§ **Exercise brief**
Rewrite the stretch of entries below from the line containing "I would be grateful if you could mark the tile floor" through the end of the entries, both ends included, and offset each coordinate in the answer points by adding 60. Keep the request lines, along with the sample points in them, unchanged.
====
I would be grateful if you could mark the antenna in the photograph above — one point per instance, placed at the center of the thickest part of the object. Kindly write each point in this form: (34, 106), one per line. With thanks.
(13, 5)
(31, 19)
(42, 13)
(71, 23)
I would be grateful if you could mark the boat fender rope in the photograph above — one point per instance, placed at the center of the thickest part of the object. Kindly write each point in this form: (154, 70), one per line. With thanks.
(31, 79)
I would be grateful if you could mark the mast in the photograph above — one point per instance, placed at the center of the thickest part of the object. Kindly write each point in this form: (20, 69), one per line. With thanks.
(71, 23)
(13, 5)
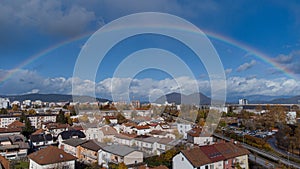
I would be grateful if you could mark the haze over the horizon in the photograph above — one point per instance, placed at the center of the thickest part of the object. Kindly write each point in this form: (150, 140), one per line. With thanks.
(258, 44)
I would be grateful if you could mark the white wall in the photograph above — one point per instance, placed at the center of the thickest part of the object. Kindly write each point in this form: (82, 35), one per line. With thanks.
(34, 165)
(180, 162)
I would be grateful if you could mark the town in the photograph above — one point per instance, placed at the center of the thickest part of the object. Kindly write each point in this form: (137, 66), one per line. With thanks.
(38, 134)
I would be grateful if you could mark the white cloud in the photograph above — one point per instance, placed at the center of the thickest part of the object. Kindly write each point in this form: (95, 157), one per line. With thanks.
(52, 16)
(30, 82)
(246, 66)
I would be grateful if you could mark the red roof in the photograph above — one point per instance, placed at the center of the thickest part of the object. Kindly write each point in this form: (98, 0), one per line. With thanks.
(51, 155)
(16, 124)
(212, 153)
(142, 127)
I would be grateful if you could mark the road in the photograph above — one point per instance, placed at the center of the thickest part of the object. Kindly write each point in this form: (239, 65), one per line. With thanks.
(272, 142)
(261, 161)
(264, 153)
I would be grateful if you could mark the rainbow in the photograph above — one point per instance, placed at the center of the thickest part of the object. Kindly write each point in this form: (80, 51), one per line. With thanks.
(221, 38)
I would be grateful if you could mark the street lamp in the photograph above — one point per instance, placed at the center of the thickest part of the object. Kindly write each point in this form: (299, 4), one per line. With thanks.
(288, 159)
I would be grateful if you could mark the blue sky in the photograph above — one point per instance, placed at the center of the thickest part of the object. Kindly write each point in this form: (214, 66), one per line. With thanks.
(31, 27)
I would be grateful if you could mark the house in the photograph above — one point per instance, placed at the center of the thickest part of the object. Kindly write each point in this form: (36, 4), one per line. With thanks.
(119, 153)
(162, 134)
(56, 128)
(13, 146)
(107, 134)
(4, 163)
(125, 139)
(71, 146)
(51, 157)
(111, 119)
(197, 136)
(70, 134)
(40, 140)
(88, 151)
(142, 130)
(92, 131)
(218, 156)
(183, 128)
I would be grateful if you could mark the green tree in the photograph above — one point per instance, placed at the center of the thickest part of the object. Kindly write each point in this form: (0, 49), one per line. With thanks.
(31, 112)
(28, 129)
(15, 107)
(22, 117)
(3, 111)
(60, 118)
(121, 119)
(122, 166)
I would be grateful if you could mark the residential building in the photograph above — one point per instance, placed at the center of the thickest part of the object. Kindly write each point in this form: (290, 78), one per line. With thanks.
(71, 146)
(183, 128)
(36, 120)
(88, 151)
(41, 140)
(13, 146)
(197, 136)
(65, 135)
(107, 134)
(217, 156)
(51, 157)
(119, 153)
(4, 103)
(243, 101)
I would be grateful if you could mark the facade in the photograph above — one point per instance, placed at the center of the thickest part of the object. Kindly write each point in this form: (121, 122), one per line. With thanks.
(217, 156)
(4, 103)
(183, 128)
(36, 120)
(71, 146)
(88, 151)
(13, 146)
(243, 101)
(107, 134)
(195, 136)
(51, 157)
(119, 153)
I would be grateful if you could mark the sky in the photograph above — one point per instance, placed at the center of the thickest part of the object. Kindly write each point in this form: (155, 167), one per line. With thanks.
(258, 43)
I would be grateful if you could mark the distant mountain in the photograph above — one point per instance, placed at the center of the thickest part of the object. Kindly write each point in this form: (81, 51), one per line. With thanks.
(253, 99)
(178, 98)
(290, 100)
(52, 98)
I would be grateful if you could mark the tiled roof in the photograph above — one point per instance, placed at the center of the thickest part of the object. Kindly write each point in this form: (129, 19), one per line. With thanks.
(120, 150)
(212, 153)
(107, 130)
(142, 127)
(74, 142)
(41, 137)
(16, 124)
(92, 145)
(10, 130)
(39, 131)
(230, 150)
(72, 133)
(196, 157)
(51, 155)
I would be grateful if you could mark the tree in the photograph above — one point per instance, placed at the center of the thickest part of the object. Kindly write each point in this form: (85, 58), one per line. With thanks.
(3, 111)
(121, 119)
(31, 112)
(15, 107)
(60, 118)
(28, 129)
(22, 117)
(122, 166)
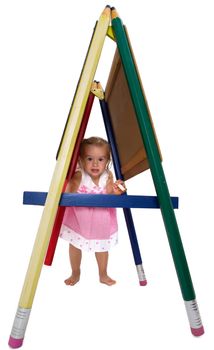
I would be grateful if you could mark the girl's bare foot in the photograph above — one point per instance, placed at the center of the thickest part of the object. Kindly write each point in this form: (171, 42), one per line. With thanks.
(107, 280)
(72, 280)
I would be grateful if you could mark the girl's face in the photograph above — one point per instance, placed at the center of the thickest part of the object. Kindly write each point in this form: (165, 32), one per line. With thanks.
(95, 160)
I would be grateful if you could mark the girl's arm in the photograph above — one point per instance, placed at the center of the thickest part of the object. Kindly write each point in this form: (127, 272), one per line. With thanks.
(74, 182)
(112, 187)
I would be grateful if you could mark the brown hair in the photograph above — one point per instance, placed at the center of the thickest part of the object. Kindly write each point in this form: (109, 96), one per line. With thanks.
(95, 141)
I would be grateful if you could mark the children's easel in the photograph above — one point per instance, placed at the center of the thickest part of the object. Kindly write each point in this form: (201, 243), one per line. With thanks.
(134, 149)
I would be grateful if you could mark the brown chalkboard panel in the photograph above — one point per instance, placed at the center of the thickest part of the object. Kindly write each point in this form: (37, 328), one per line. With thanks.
(129, 142)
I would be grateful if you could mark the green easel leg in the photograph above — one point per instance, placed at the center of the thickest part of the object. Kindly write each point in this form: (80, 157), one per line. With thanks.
(158, 176)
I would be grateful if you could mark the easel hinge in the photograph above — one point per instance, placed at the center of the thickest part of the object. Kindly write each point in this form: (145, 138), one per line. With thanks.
(97, 90)
(110, 33)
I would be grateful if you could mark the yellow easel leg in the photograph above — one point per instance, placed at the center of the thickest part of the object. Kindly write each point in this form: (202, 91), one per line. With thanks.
(50, 209)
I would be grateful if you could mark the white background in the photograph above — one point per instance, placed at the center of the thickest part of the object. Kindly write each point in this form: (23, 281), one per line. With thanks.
(43, 46)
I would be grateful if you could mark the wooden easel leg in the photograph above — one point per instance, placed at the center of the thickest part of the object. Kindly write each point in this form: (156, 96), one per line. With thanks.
(127, 211)
(148, 137)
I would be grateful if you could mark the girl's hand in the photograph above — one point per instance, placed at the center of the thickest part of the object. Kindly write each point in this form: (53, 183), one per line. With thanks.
(119, 187)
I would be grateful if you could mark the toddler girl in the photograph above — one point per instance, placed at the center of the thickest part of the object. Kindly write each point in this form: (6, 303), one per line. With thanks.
(86, 228)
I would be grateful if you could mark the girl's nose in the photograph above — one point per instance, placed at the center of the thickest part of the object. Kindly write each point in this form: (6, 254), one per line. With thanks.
(95, 162)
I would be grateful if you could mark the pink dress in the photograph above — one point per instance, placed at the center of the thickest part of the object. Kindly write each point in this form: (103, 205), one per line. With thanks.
(90, 229)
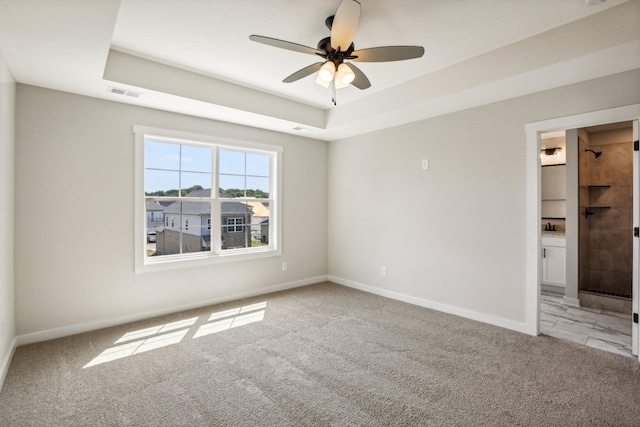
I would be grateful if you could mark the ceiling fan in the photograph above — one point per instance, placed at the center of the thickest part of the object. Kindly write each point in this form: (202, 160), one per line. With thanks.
(338, 48)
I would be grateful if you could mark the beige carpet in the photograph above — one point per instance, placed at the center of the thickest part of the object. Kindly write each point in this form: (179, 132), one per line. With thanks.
(315, 356)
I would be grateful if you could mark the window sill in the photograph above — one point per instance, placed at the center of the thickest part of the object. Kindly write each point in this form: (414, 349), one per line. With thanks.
(203, 260)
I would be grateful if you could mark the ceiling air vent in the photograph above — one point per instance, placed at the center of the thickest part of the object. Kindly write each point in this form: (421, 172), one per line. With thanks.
(119, 91)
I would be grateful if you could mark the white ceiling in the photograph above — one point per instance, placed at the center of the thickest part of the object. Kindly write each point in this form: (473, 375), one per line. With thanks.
(195, 56)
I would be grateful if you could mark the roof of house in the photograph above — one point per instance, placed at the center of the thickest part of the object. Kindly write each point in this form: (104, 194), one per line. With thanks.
(204, 208)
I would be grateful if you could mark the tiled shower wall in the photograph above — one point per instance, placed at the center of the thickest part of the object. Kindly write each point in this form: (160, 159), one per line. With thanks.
(606, 236)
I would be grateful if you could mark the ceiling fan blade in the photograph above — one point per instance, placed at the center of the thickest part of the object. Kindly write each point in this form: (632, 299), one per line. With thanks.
(304, 72)
(388, 53)
(361, 81)
(345, 24)
(282, 44)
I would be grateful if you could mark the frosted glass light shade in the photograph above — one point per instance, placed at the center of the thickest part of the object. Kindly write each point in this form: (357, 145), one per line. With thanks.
(345, 74)
(326, 72)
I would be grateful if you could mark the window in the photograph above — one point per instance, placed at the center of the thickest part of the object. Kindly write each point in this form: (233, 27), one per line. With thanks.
(235, 225)
(193, 182)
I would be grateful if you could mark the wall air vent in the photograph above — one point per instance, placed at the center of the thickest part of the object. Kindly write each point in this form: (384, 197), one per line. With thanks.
(125, 92)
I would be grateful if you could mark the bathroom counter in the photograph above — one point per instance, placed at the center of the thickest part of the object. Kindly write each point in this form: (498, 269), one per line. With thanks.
(553, 233)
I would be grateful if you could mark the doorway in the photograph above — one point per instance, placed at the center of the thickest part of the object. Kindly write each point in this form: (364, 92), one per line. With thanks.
(533, 221)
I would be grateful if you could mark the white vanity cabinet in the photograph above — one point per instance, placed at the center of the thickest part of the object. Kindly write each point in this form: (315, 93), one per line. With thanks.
(553, 260)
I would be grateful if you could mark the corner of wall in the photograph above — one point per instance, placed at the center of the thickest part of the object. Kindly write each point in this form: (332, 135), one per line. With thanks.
(7, 217)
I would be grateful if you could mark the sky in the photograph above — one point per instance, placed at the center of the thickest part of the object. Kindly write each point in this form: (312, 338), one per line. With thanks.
(169, 166)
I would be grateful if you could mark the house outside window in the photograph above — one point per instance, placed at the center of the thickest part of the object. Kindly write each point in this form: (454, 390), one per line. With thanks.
(175, 177)
(235, 225)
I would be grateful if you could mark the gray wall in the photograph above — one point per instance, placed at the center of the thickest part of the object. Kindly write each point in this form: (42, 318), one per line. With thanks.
(74, 217)
(451, 237)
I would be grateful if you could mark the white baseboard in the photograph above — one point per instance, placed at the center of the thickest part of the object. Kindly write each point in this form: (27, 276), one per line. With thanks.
(575, 302)
(105, 323)
(473, 315)
(6, 361)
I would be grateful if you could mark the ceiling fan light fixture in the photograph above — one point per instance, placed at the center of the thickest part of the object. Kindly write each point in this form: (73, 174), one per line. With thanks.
(344, 75)
(327, 72)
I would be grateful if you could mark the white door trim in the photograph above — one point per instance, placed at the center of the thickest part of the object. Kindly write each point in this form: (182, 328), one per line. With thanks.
(532, 223)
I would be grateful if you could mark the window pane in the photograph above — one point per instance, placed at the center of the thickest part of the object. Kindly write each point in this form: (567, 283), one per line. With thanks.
(232, 186)
(162, 155)
(236, 225)
(195, 181)
(257, 187)
(231, 162)
(161, 183)
(259, 224)
(184, 230)
(258, 164)
(196, 159)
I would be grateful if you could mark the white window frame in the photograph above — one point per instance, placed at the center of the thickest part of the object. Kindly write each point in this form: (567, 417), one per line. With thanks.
(143, 263)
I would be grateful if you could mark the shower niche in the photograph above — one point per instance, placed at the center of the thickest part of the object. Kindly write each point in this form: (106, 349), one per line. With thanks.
(605, 156)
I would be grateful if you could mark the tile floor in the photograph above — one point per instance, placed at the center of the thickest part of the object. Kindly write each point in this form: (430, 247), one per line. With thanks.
(605, 330)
====
§ **Written solution**
I would be grateful if you could mark the tile floor in the photograph above — one point per instance, placed at the center of the thickest part of the object. Kindly write each point in this form: (430, 247), one per line. With thanks.
(665, 390)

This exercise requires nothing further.